▸ What is being asked
Make an exact copy of the entries below and leave any picture out of it.

▸ Data to examine
*****

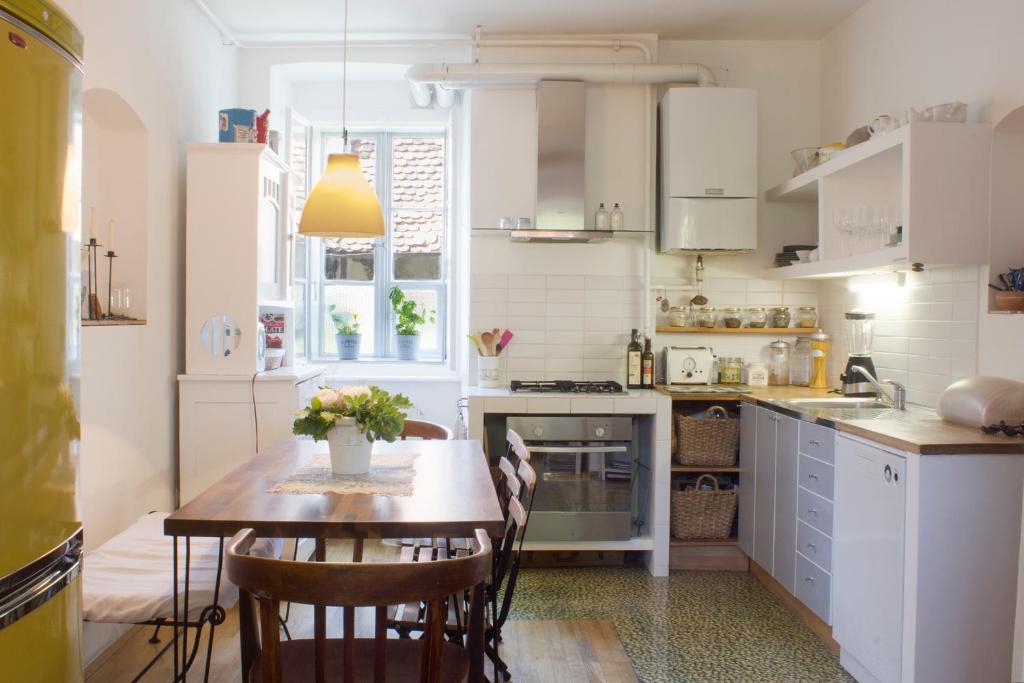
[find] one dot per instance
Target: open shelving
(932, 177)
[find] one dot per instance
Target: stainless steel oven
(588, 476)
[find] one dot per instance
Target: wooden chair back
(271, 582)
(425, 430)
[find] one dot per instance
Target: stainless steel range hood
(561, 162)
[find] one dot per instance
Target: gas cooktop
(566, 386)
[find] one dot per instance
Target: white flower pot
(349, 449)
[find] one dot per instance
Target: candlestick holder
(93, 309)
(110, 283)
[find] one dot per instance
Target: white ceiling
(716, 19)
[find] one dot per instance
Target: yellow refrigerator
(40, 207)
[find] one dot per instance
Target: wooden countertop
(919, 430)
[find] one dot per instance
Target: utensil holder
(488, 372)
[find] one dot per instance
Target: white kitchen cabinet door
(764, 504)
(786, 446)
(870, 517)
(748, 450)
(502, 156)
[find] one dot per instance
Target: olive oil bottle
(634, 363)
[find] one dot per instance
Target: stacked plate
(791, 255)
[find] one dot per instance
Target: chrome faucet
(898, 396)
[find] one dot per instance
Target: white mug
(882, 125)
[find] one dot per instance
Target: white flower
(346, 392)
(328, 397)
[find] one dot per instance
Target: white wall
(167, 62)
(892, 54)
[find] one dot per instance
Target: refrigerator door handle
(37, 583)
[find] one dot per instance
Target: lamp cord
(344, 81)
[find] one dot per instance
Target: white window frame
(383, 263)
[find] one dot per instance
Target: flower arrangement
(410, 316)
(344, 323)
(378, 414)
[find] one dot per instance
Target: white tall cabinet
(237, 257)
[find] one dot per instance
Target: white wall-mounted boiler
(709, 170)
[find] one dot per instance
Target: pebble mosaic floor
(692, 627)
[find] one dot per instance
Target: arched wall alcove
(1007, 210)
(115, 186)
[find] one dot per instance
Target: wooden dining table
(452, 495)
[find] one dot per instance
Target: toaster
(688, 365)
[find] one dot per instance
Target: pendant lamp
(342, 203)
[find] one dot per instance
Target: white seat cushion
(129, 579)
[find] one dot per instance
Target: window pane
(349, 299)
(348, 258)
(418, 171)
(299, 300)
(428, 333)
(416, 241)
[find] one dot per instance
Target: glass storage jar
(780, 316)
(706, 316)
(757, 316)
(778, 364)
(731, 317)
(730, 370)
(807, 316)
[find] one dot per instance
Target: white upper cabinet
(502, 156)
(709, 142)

*****

▸ Your response
[find] one dot per instance
Target: open shelving
(932, 177)
[find] one dot per instance
Target: stainless steel oven
(588, 476)
[find] one dot per instance
Target: wooden chair back
(271, 582)
(425, 430)
[find] one dot per instance
Target: stainless steel range hood
(561, 162)
[find] one dot per instance
Target: gas cooktop
(566, 386)
[find] one dot per instance
Target: white flower pot
(349, 449)
[find] one dot per instance
Target: candlestick holder
(93, 309)
(110, 283)
[find] one dot per instance
Target: white ceiling
(716, 19)
[find] one dot per instance
Target: yellow refrigerator
(40, 207)
[find] one dot per instance
Target: wooden countertop
(919, 430)
[find] one dot per instance
Target: utensil holder
(488, 372)
[find] one dot per instance
Target: white kitchen cabinet door
(764, 504)
(786, 446)
(870, 517)
(748, 450)
(502, 156)
[find] one dot per instance
Target: olive oil bottle
(634, 363)
[find] one dot per instance
Target: stacked plate
(791, 255)
[find] one dot per instance
Target: chrome faucet
(898, 396)
[find] one dot per instance
Target: white mug
(882, 125)
[find] one dot per instance
Target: white flower
(346, 392)
(328, 397)
[find] one dot per instance
Target: white wall
(167, 62)
(892, 54)
[find] one dot per instance
Target: refrigerator door handle
(37, 583)
[find] one dot per instance
Target: lamp cord
(344, 81)
[find] one dot per instance
Target: white window frame
(383, 263)
[find] one dot per instance
Target: flower arrangement
(410, 316)
(344, 323)
(378, 414)
[find] one dot per instance
Target: white tall cabinet
(237, 257)
[find] one dot per instance
Target: white wall-mounted boiler
(709, 170)
[find] one dot per instance
Target: pebble mosaic floor
(692, 627)
[find] one dot per instance
Target: arched wall alcove
(1007, 210)
(115, 186)
[find] one dot per instance
Target: wooden dining table
(452, 495)
[find] one dot per instance
Target: toaster
(688, 365)
[find] one dot per instance
Target: pendant lamp
(342, 203)
[find] one dot per instance
Target: white seat cushion
(129, 579)
[find] one dot per instance
Target: window pane
(349, 299)
(348, 258)
(418, 171)
(299, 300)
(428, 333)
(416, 241)
[find] one dot per instance
Target: glass storage jar
(780, 316)
(706, 316)
(757, 316)
(778, 364)
(731, 317)
(730, 370)
(807, 316)
[find] one dot per instance
Target: white upper cabinet
(502, 156)
(709, 142)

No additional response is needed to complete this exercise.